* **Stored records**
◆ ◆ ◆ ◆ ◆ ◆ ◆
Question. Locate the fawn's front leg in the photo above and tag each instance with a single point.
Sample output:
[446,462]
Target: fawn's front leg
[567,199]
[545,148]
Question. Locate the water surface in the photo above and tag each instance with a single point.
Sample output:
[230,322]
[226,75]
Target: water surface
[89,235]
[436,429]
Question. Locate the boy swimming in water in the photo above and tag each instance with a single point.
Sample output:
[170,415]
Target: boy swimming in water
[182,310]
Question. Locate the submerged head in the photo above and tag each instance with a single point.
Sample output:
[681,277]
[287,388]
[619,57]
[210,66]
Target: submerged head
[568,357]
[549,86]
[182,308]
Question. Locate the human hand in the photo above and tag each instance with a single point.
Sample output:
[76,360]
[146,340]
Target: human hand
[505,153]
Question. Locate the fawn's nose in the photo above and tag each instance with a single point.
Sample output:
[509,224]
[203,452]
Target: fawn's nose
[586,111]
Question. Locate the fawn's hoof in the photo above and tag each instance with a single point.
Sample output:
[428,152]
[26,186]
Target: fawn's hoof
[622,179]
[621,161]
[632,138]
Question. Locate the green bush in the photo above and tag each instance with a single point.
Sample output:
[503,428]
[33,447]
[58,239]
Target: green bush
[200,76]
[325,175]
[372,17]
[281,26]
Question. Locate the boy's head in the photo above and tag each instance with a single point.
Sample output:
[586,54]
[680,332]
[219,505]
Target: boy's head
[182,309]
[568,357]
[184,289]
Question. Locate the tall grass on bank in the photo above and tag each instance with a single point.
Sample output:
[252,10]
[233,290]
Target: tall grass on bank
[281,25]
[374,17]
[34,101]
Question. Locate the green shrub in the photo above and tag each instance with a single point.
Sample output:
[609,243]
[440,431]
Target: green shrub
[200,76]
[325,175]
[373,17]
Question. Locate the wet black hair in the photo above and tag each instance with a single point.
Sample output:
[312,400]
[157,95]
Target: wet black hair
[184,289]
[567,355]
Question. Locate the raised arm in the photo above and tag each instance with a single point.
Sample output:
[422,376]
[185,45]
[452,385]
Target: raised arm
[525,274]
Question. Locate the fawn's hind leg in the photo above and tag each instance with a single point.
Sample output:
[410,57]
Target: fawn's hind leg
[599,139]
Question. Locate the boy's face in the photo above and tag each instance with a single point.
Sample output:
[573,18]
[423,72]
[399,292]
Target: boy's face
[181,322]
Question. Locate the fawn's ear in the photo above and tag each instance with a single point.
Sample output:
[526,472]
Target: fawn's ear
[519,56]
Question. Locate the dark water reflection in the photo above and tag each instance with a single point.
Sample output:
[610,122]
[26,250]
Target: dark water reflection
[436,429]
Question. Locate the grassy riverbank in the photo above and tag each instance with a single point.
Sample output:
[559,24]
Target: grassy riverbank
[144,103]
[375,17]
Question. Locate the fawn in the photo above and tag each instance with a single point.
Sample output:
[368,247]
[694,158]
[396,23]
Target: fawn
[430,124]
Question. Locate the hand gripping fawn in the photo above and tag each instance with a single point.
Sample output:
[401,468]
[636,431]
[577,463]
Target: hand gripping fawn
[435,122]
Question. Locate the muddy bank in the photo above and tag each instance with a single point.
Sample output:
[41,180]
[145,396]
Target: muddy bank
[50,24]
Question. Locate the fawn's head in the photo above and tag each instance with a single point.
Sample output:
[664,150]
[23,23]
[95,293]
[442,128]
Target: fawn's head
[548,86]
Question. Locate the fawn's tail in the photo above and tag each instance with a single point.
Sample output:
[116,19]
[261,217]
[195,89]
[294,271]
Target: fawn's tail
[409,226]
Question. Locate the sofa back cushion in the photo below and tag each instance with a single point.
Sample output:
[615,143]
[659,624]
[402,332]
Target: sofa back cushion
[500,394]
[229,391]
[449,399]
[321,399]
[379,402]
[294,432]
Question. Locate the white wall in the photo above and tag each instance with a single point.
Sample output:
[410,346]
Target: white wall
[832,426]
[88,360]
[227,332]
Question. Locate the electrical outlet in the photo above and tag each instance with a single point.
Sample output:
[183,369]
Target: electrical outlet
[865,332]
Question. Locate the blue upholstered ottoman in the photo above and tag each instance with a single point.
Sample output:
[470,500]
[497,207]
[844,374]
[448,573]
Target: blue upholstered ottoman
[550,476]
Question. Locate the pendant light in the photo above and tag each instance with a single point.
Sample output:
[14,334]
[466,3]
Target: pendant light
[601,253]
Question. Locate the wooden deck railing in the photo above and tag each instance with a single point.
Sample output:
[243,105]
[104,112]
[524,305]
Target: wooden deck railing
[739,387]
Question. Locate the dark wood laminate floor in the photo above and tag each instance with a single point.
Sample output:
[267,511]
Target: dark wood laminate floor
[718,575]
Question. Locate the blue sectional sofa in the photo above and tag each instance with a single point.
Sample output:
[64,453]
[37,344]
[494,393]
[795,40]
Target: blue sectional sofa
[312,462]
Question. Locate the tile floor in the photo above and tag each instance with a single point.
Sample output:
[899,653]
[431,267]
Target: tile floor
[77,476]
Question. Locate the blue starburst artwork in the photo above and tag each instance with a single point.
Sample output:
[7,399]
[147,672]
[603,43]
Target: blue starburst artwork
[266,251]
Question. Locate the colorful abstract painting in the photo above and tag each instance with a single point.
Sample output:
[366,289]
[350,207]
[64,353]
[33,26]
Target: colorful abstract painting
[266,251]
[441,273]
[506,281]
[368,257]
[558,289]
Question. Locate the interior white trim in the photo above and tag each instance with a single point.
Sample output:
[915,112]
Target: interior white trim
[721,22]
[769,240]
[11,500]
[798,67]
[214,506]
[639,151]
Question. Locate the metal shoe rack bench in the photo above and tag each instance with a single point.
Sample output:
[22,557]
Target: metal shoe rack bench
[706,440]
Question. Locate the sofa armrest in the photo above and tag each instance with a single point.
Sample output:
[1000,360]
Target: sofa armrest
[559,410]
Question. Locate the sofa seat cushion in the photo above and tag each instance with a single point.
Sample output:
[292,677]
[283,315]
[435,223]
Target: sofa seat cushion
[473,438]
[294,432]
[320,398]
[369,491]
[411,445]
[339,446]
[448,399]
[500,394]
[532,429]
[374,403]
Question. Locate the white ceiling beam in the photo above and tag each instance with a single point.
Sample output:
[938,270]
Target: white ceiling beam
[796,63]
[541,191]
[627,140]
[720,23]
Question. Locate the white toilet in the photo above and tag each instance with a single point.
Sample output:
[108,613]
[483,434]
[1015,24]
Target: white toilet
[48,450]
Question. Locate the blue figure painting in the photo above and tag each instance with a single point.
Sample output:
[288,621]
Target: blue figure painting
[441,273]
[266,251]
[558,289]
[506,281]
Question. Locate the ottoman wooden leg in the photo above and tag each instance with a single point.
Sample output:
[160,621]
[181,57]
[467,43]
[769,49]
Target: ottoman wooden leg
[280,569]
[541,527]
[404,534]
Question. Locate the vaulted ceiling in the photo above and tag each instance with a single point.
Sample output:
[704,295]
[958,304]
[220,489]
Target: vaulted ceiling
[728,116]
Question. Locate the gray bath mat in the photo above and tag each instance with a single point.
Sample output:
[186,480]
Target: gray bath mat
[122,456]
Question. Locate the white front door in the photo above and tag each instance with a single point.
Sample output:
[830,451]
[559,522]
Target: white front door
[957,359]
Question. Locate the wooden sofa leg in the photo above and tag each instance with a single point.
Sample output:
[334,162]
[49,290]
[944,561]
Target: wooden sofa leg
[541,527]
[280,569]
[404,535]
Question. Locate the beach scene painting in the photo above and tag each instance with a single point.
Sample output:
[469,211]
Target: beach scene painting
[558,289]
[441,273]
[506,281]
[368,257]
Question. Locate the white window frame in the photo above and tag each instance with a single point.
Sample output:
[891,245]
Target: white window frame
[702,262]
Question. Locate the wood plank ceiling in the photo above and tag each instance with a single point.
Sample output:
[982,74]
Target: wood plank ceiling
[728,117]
◆ ◆ ◆ ◆ ◆ ◆ ◆
Repeat, without change, each line of the data above from the one that contains "Question. Locate the wooden sofa" through the final line, counting both.

* **ANSWER TO THE EXERCISE**
Question. Locate the wooden sofa leg in the photo above and tag each instance with a single point.
Sample output:
[334,162]
[49,290]
[944,561]
Target: wooden sofa leg
[541,527]
[280,569]
[404,535]
Question. Locate the beach scene painting in the photo above and tag each instance with a single point.
Sample output:
[469,211]
Target: beach scene painting
[558,289]
[441,273]
[506,281]
[368,257]
Question. Locate the white window frame in the photo above and tag each instance with a single point.
Sample output:
[891,245]
Target: white window frame
[702,262]
Question. Locate the wood plank ceiling in the photo above and tag each instance with a single point.
Sample output:
[982,74]
Target: wood plank ceiling
[728,117]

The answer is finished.